**** Data shown

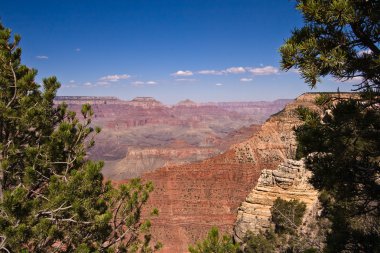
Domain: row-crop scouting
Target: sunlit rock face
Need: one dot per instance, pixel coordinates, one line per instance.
(143, 134)
(288, 181)
(192, 198)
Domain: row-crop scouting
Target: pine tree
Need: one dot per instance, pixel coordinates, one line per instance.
(341, 38)
(53, 199)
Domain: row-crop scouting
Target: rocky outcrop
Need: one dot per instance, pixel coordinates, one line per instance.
(140, 135)
(194, 197)
(288, 181)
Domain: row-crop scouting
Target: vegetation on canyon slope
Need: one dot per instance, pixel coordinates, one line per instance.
(341, 38)
(52, 198)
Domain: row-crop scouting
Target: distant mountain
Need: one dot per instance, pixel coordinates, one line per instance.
(143, 134)
(192, 198)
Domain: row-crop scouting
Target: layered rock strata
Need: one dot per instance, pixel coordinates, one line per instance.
(192, 198)
(289, 181)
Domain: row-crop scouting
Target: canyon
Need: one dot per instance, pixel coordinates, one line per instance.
(143, 134)
(212, 188)
(194, 197)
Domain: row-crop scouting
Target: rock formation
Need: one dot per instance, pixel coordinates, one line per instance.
(143, 134)
(288, 181)
(194, 197)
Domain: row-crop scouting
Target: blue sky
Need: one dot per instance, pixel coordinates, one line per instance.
(204, 50)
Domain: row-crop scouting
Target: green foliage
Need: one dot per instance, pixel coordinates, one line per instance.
(287, 215)
(213, 243)
(260, 243)
(52, 198)
(345, 163)
(341, 38)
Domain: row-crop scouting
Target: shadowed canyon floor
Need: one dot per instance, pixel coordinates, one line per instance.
(143, 134)
(194, 197)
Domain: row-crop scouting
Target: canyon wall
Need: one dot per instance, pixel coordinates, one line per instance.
(143, 134)
(194, 197)
(289, 181)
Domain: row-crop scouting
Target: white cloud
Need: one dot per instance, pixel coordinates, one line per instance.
(261, 71)
(210, 72)
(236, 70)
(232, 70)
(137, 83)
(183, 73)
(114, 78)
(103, 83)
(185, 80)
(140, 83)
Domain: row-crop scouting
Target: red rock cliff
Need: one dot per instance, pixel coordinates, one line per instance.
(194, 197)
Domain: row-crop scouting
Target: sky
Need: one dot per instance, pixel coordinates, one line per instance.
(203, 50)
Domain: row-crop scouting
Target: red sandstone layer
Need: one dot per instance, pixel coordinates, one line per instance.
(194, 197)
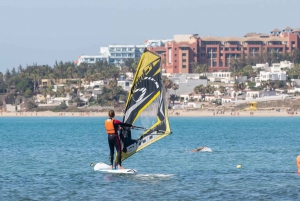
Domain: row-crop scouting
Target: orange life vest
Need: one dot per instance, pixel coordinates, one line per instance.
(109, 126)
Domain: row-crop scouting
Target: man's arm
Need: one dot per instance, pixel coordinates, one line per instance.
(119, 123)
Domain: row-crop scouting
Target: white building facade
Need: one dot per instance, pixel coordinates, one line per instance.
(114, 54)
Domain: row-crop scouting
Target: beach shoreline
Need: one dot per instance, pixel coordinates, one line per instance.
(175, 113)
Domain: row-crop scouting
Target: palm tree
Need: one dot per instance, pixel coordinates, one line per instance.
(173, 98)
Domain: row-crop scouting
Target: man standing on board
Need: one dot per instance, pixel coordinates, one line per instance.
(112, 126)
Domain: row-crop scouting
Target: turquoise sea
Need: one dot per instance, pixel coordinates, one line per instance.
(48, 159)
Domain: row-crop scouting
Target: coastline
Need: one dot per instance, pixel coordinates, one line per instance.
(175, 113)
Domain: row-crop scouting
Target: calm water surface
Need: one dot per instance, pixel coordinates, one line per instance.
(48, 159)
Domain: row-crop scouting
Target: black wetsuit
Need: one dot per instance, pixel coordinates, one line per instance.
(114, 142)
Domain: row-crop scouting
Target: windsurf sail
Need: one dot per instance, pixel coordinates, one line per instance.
(145, 107)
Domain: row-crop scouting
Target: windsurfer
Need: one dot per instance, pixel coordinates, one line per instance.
(198, 149)
(112, 125)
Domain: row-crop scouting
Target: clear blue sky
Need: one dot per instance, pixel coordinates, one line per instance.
(36, 31)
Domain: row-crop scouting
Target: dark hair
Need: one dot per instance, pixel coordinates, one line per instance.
(111, 113)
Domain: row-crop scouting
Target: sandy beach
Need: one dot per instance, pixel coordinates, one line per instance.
(175, 113)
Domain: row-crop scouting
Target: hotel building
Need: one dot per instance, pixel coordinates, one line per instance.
(184, 50)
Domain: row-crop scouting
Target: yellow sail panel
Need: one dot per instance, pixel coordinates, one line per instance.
(145, 107)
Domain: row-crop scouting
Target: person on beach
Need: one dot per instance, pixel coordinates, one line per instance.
(112, 125)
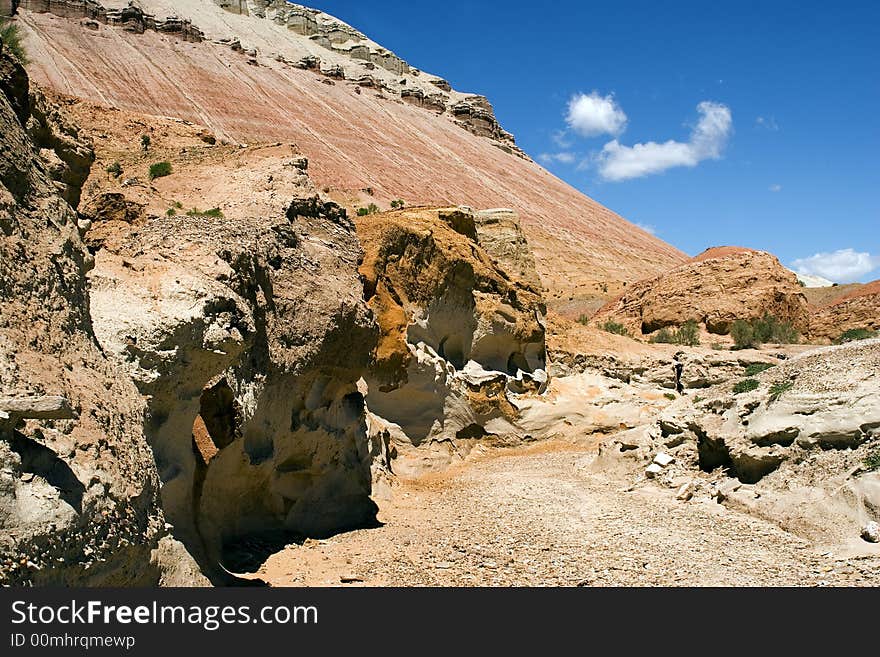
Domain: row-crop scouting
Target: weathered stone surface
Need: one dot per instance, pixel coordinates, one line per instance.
(355, 141)
(859, 309)
(801, 438)
(246, 331)
(458, 333)
(714, 289)
(78, 486)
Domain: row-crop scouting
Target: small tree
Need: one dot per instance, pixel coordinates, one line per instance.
(160, 170)
(614, 327)
(743, 335)
(10, 38)
(688, 334)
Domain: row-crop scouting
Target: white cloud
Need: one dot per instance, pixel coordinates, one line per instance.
(707, 141)
(564, 157)
(767, 123)
(561, 139)
(593, 114)
(841, 266)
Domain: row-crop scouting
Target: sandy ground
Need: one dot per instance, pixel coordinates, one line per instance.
(536, 517)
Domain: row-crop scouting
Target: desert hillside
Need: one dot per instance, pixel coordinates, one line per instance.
(278, 308)
(374, 128)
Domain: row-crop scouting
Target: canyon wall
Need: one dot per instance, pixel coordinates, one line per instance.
(79, 495)
(372, 135)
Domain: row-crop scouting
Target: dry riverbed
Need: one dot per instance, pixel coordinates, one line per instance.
(536, 517)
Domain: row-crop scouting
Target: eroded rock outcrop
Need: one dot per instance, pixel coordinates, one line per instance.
(858, 309)
(246, 333)
(714, 289)
(460, 337)
(796, 450)
(78, 487)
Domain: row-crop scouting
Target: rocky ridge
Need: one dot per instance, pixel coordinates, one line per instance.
(79, 492)
(461, 339)
(794, 450)
(365, 143)
(714, 289)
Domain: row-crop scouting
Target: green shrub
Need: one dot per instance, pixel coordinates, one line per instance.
(614, 327)
(11, 38)
(746, 385)
(778, 389)
(372, 208)
(687, 334)
(217, 213)
(664, 336)
(743, 335)
(770, 328)
(855, 334)
(160, 170)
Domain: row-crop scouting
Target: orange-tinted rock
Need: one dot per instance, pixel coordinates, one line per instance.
(716, 288)
(354, 141)
(858, 309)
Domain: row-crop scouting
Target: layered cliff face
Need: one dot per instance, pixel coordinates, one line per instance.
(79, 495)
(461, 338)
(715, 289)
(857, 309)
(374, 128)
(228, 291)
(795, 450)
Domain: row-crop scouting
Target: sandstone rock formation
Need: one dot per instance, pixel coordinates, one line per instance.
(794, 450)
(714, 289)
(246, 331)
(427, 146)
(78, 486)
(459, 336)
(857, 309)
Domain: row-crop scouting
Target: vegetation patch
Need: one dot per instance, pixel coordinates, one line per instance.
(217, 213)
(160, 170)
(753, 333)
(688, 334)
(855, 334)
(372, 208)
(11, 38)
(612, 327)
(779, 389)
(746, 385)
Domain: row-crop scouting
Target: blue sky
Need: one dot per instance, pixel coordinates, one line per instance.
(772, 108)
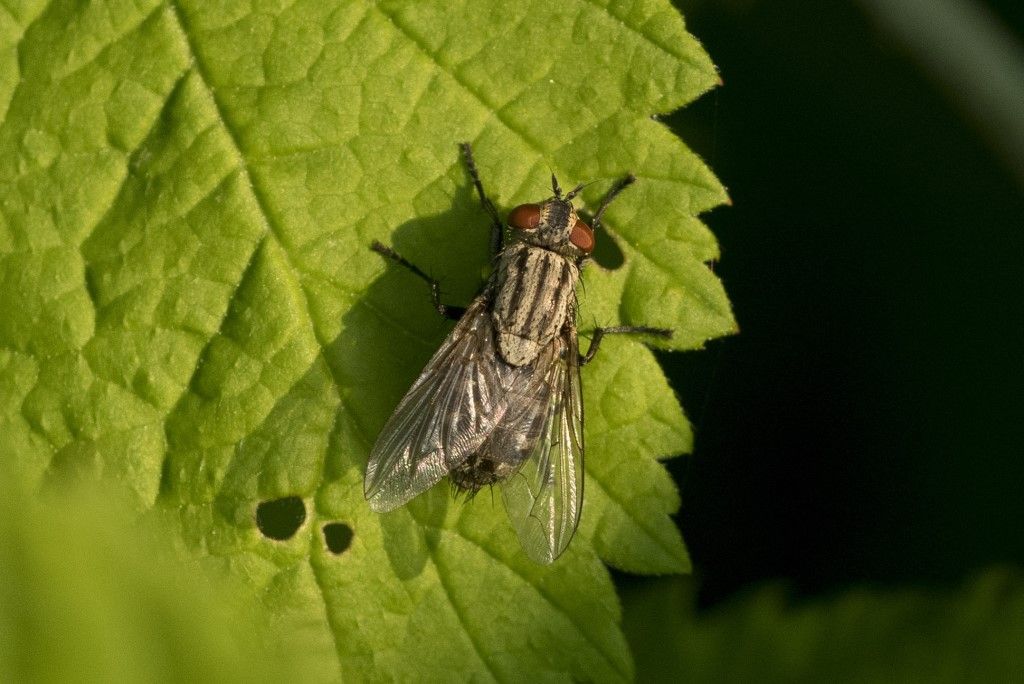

********

## What the exercise asks
Count the lines in the data above that contain the string "sandy", matching case exactly, and reply with the number alone.

## The answer
2